#### [Exercise objective]
Below are entries. Reproduce exactly the lines between the line holding "For every instance of the paved" and the line holding "For every instance of the blue pool", inclusive, and only those.

#### [Data shown]
··········

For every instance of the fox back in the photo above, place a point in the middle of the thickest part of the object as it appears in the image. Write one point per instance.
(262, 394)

··········

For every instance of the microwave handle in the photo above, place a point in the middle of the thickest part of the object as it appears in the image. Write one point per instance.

··········

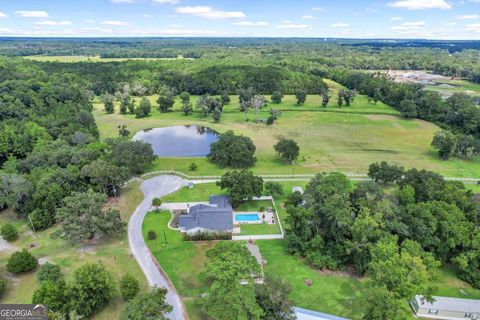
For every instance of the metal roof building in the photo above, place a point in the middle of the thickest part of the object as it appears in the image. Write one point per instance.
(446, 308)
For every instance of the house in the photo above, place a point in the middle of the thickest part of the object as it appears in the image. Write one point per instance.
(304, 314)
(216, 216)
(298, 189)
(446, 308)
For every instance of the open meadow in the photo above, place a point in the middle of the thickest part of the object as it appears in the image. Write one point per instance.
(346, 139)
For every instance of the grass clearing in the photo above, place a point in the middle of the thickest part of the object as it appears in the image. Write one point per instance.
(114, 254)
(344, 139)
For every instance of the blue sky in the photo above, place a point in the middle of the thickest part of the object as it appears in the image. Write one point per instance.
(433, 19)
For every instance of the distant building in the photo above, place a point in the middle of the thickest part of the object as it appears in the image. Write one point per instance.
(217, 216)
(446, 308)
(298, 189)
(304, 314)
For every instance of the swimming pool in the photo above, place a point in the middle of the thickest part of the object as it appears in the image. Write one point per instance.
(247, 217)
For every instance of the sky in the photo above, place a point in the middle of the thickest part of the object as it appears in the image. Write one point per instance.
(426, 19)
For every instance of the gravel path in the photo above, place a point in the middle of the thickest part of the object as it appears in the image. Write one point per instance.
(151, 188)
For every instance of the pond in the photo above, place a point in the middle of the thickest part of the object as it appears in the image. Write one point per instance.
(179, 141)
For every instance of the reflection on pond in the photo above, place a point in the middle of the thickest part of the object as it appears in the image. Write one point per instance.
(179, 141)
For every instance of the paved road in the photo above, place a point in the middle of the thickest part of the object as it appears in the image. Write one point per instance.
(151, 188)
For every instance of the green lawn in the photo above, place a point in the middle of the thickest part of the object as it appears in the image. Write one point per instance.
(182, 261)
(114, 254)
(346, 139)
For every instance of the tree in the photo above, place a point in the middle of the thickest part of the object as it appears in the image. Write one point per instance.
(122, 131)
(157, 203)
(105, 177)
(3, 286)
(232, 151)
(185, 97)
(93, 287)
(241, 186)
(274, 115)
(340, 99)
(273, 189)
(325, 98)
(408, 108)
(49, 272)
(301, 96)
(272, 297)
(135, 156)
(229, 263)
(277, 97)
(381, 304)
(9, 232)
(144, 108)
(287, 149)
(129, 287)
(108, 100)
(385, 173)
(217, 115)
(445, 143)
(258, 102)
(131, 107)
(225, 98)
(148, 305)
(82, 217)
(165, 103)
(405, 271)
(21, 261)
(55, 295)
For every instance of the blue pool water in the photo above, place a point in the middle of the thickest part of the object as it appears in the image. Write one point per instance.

··········

#### [Exercise output]
For every instance of the paved road in the photo above, place a point in the middle of the thickest part of the object as it appears in the image. Write one point per instance.
(151, 188)
For every instance of the green lawn in the photo above, place a point in the middle of the thickest part of the object as it appears in the image. Write one point per instance.
(182, 261)
(114, 254)
(346, 139)
For every instance of the tree in the photo above, place a point in the middle of the thickest part of the object as it appears in the image. Write one point per instance.
(122, 131)
(157, 203)
(105, 177)
(3, 286)
(232, 151)
(185, 97)
(93, 287)
(241, 186)
(274, 115)
(340, 99)
(273, 189)
(325, 98)
(408, 108)
(49, 272)
(301, 96)
(272, 297)
(135, 156)
(229, 263)
(277, 97)
(381, 304)
(9, 232)
(144, 108)
(287, 149)
(129, 287)
(108, 100)
(385, 173)
(217, 115)
(445, 143)
(258, 102)
(131, 107)
(225, 98)
(148, 305)
(82, 217)
(165, 103)
(405, 271)
(21, 261)
(55, 295)
For every instance of the blue pool water in the photo above, place a point in the middle of the thickest part of the object as it appears in the image. Write one point per instance.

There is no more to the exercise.